> _Task inputs_

__________

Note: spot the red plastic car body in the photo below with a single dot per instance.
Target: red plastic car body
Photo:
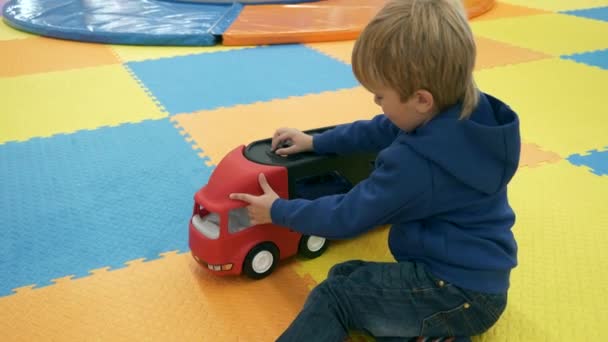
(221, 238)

__________

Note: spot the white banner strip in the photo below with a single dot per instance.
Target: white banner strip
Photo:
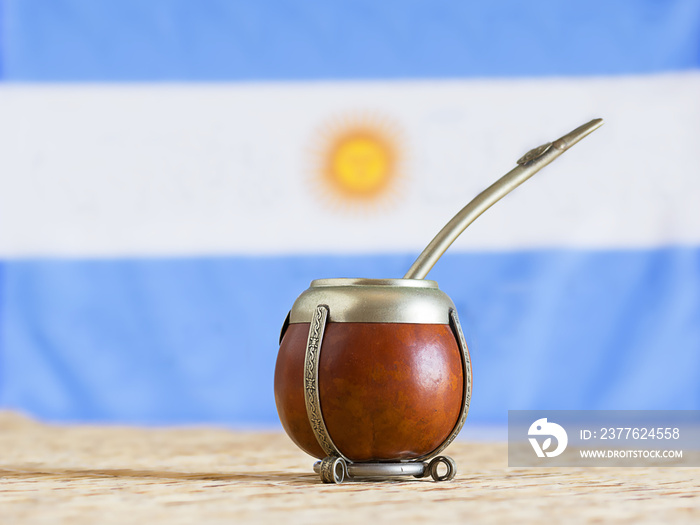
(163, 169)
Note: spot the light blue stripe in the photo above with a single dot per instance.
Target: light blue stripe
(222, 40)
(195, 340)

__________

> _Directive_
Pick out every line of the data above that contains the word "light" and copy each of those lines in full.

> _Final answer_
Note: spot the light blue stripe in the photo above with a single dot per instance.
Target: light blue stripe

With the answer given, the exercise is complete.